PROBLEM 1:
Using the park review, answer yes or no to each statement and quote the words that decide it: (a) the playground for ages 2-5 is built as a train; (b) the play chicken coop is an uncovered area; (c) the dog park puts dogs of all sizes in one shared area.
PROBLEM 2:
According to the park review, what is the street address of Knightdale Station Park?

DOCUMENT PASSAGE:
━━━━━━━━━━━━━━━━━━━━
We are fortunate to have a great group of moms and kiddos through Stroller Strides of Midtown Raleigh to explore local parks with and a trip Knightdale Station Park last fall is no exception. Knightdale Station Park is located at 810 North 1st Ave just outside 540 and south of US-64 business in Knightdale.
This park has a bit of everything – walking trails, large playground areas for kiddos under 2, ages 2-5 and ages 5-12, a dog park, and athletic fields. We spent most of our time exploring the various playground areas, where all boast a farming/barn theme. The playground area designed for ages 5-12 has a large play silo with a steep enclosed slide. A spiral staircase is enclosed in the play silo, so if you have adventurous younger children, make sure they use extra caution. Other than the play silo, this large playground has monkey bars, wide wheelchair-accessible ramps, smaller slides, and other climbing structures. The nearby tot playground for ages 2-5 is a train with tunnels, slides and climbing structures. It’s rather small for a tot playground, but the adjacent corral with bouncy horses and spinning cups provides some more activities for the young ones.
Ashley’s favorite play structure at this park was the play chicken coop designed for ages under 2. She loved throwing mulch down the egg shoot for her friend to catch at the bottom. This play area is covered and great for early walkers as kids can access it by a small ramp or short steps.
Scattered around the playground areas are benches, tot swings, regular swings, a large faux tire swing, mushroom stools, twirling structures, and sandbox with large tractor tire. The different playground areas are joined by concrete sidewalk paths and covered with shredded bark. A large pavilion with picnic tables and separate restroom building are also near the playground as is a walking/running trail. Finally this park also has several athletic fields and an off-leash dog park with separate small and large dog areas.
For more information about this park and future plans visit the Town of Knightdale website.
━━━━━━━━━━━━━━━━━━━━
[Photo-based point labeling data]
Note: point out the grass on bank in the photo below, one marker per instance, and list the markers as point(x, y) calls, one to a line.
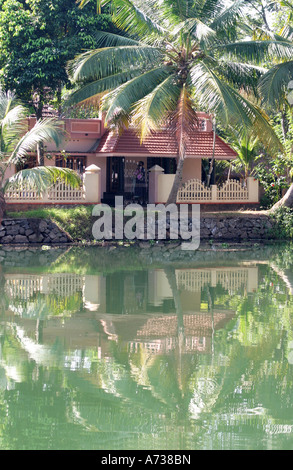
point(77, 221)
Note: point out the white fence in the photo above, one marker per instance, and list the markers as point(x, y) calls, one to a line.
point(194, 190)
point(57, 194)
point(88, 192)
point(230, 191)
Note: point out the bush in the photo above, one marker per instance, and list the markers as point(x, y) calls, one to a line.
point(283, 223)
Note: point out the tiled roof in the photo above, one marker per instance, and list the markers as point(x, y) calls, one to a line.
point(163, 144)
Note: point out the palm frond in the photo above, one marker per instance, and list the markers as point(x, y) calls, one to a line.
point(273, 86)
point(184, 120)
point(152, 111)
point(42, 178)
point(134, 16)
point(216, 96)
point(8, 101)
point(227, 16)
point(105, 39)
point(101, 63)
point(256, 51)
point(196, 27)
point(96, 88)
point(47, 130)
point(123, 98)
point(240, 75)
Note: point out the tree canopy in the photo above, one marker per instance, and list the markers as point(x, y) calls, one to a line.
point(38, 38)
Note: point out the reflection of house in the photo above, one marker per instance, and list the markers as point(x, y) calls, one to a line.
point(88, 145)
point(133, 308)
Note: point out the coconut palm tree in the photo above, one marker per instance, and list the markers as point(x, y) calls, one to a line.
point(16, 142)
point(245, 144)
point(182, 56)
point(276, 86)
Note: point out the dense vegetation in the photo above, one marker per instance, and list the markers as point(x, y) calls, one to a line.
point(151, 61)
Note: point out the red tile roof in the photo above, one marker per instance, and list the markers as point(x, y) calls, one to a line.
point(163, 144)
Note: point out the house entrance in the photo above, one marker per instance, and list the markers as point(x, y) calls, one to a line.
point(115, 175)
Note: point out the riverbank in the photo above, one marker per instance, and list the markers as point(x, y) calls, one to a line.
point(74, 226)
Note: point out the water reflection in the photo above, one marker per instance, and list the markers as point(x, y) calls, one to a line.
point(192, 355)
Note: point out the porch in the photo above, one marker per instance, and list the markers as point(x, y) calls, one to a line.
point(192, 191)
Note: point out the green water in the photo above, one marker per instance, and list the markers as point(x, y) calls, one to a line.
point(133, 349)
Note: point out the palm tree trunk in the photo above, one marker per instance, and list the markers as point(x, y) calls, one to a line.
point(40, 154)
point(2, 205)
point(177, 183)
point(286, 201)
point(213, 158)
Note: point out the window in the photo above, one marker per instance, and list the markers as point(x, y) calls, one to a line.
point(73, 162)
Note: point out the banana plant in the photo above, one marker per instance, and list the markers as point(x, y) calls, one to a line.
point(16, 143)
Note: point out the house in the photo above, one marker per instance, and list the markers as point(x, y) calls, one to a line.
point(88, 142)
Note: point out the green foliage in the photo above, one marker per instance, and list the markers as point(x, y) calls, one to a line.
point(274, 171)
point(192, 41)
point(38, 38)
point(283, 219)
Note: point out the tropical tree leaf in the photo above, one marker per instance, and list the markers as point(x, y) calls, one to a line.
point(47, 130)
point(101, 63)
point(125, 96)
point(273, 85)
point(151, 111)
point(42, 178)
point(256, 52)
point(95, 89)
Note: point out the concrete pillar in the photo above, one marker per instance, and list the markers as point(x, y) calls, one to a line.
point(214, 188)
point(154, 173)
point(92, 184)
point(253, 189)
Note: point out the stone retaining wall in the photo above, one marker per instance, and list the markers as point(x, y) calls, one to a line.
point(27, 231)
point(236, 228)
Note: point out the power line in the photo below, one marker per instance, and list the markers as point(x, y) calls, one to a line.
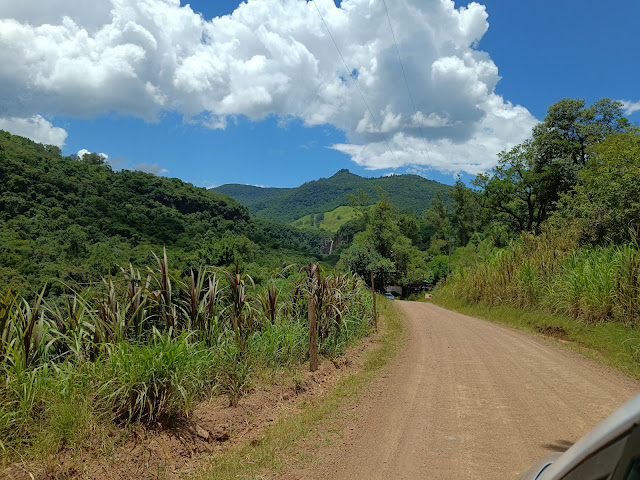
point(415, 110)
point(356, 83)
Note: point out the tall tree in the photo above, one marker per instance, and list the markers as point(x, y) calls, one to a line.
point(607, 197)
point(382, 249)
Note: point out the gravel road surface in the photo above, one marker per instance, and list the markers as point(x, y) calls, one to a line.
point(469, 399)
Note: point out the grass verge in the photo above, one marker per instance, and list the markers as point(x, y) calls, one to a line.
━━━━━━━━━━━━━━━━━━━━
FINAL ANSWER 1:
(a) Yes: "The nearby tot playground for ages 2-5 is a train with tunnels, slides and climbing structures."
(b) No: "This play area is covered and great for early walkers"
(c) No: "an off-leash dog park with separate small and large dog areas."

FINAL ANSWER 2:
810 North 1st Ave